The individual Soldier is the single most important element in the performance of our Army. Unfortunately, history is replete with examples of weapon systems and other materiel that were developed without consideration of their impact on the Soldier’s health and performance. Although military duty is inherently hazardous, Soldiers in combat should not be placed at a disadvantage or at unusual risk because their hardware is deficient or information is lacking regarding the health hazards associated with their equipment. Neither should Soldiers be exposed unnecessarily to health hazards during training, even though the training must be realistic to achieve a high degree of operational readiness. The Army Medical Department’s (AMEDD) mission – to conserve the fighting strength – includes reducing the risks to Soldier’s health that are posed by their own materiel. The AMEDD must ensure that Soldiers do not suffer serious adverse health effects as a result of operating their materiel systems, and that the equipment itself does not prevent them from performing at maximum efficiency.
By 1983, Department of Defense Directive 5000.1 instructed all uniformed services to consider health hazard assessment as an integral part of their materiel acquisition process. Army Regulation 40-10, which formally established the US Army Health Hazard Assessment (HHA) Program, was published in October of that year. When properly executed and integrated into the Army’s Acquisition Process, the HHA Program not only prevents injuries and job-related illness, but it also enhances the Soldier’s ability to accomplish his or her mission.
The HHA process applies biomedical knowledge and principles to document and quantitatively determine the risks that the materiel itself poses to the health and effectiveness of the personnel who test, use, or maintain US Army equipment. The primary objective of the HHA Program is to identify, assess, and eliminate or control health hazards associated with weapons platforms, munitions, equipment, clothing, training devices, and other materiel systems. Specific HHA Program objectives include:
Preserve and protect the health of individual Soldiers,
Reduce degradation of Soldier performance and enhance system effectiveness,
Design out health hazards to eliminate the need for health hazard based retrofits,
Reduce readiness deficiencies attributable to health hazards thereby reducing training or operational restrictions, and
Reduce personnel compensation claims by eliminating or reducing injury or illness caused by health hazards associated with the use and maintenance of Army systems.

## Data excerpts:
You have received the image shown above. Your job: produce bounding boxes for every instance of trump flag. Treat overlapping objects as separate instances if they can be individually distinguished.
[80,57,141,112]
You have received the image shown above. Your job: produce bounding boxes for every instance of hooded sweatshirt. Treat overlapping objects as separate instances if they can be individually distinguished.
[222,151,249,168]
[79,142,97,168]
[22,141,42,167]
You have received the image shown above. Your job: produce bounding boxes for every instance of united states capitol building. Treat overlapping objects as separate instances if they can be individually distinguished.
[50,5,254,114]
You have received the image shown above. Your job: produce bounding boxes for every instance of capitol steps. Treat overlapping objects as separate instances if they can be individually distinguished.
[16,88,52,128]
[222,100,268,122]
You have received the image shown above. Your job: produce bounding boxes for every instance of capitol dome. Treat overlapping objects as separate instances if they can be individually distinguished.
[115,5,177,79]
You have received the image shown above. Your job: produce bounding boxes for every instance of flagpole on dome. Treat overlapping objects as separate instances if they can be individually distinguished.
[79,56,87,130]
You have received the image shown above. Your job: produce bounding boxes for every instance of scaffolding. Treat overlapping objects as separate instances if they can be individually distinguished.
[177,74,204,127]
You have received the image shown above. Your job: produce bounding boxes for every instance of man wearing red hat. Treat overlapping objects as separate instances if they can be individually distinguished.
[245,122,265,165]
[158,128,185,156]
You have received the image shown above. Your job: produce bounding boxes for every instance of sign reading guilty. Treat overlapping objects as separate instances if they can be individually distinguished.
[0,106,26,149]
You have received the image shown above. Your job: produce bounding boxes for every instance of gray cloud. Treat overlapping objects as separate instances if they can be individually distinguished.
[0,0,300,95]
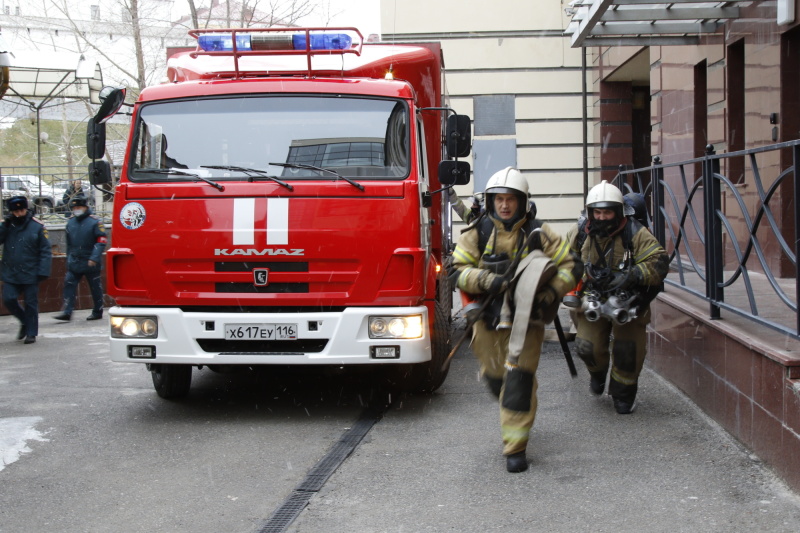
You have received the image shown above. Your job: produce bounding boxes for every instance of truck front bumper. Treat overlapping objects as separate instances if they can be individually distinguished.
[109,306,431,365]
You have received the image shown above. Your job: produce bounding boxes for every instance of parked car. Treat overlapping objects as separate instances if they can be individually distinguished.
[0,174,60,215]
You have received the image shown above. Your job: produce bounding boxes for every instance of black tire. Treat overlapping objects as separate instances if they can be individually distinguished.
[413,277,453,393]
[150,364,192,400]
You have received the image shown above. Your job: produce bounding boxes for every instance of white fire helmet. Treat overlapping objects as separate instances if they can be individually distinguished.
[484,167,530,215]
[586,180,624,212]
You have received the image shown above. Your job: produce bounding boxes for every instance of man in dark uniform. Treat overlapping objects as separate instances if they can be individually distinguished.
[55,196,107,320]
[0,196,52,344]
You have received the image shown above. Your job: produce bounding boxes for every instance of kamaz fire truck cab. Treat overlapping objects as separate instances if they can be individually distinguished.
[87,28,470,398]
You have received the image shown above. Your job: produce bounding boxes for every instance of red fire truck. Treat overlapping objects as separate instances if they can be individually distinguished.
[87,28,470,398]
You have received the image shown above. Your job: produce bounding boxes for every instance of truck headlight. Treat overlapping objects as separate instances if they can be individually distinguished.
[369,315,422,339]
[111,316,158,339]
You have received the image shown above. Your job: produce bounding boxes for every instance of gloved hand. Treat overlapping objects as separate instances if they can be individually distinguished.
[478,270,508,294]
[531,285,558,318]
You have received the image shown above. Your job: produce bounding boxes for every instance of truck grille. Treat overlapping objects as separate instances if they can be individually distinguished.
[214,282,308,294]
[195,339,328,355]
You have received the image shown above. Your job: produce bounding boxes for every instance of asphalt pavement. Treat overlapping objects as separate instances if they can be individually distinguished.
[287,314,800,533]
[0,311,800,533]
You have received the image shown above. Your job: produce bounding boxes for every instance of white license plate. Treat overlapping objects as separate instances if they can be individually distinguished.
[225,324,297,341]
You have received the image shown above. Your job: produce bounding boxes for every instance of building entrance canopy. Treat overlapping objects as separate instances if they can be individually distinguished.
[0,52,103,105]
[564,0,794,48]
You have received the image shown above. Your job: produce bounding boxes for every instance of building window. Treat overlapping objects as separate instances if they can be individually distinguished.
[473,94,517,136]
[725,39,745,183]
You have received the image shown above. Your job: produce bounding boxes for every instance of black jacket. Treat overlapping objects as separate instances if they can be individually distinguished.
[0,211,53,285]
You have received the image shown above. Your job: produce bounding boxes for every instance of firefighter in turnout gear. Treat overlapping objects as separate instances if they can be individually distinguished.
[452,167,582,472]
[567,181,669,414]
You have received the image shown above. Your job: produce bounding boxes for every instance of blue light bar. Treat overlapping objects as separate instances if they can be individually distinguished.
[197,33,250,52]
[197,33,353,52]
[292,33,353,50]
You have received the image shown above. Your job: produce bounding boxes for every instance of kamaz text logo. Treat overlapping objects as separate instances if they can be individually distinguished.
[214,248,305,256]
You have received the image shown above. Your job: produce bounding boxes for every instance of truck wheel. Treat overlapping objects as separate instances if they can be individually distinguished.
[414,279,453,392]
[150,364,192,399]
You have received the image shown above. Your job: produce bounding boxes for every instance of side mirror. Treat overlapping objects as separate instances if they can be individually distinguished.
[94,87,125,124]
[86,118,106,159]
[89,159,111,185]
[445,115,472,157]
[439,161,470,187]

## Task instructions:
a – Transcribe the portion of the Army health hazard text starting at "By 1983, Department" and ending at "or her mission.".
b – In two sentences, summarize the text on the Army Health Hazard Assessment Program.
The lines above were taken from a separate source.

## Solutions for each task:
a –
By 1983, Department of Defense Directive 5000.1 instructed all uniformed services to consider health hazard assessment as an integral part of their materiel acquisition process. Army Regulation 40-10, which formally established the US Army Health Hazard Assessment (HHA) Program, was published in October of that year. When properly executed and integrated into the Army’s Acquisition Process, the HHA Program not only prevents injuries and job-related illness, but it also enhances the Soldier’s ability to accomplish his or her mission.

b – The Army Medical Department must ensure that Soldiers' own materiel neither causes them serious adverse health effects nor keeps them from performing at maximum efficiency. Formally established by Army Regulation 40-10 in October 1983, the Health Hazard Assessment Program applies biomedical knowledge to identify, assess, and eliminate or control health hazards associated with weapons platforms, munitions, equipment, clothing, training devices, and other materiel systems.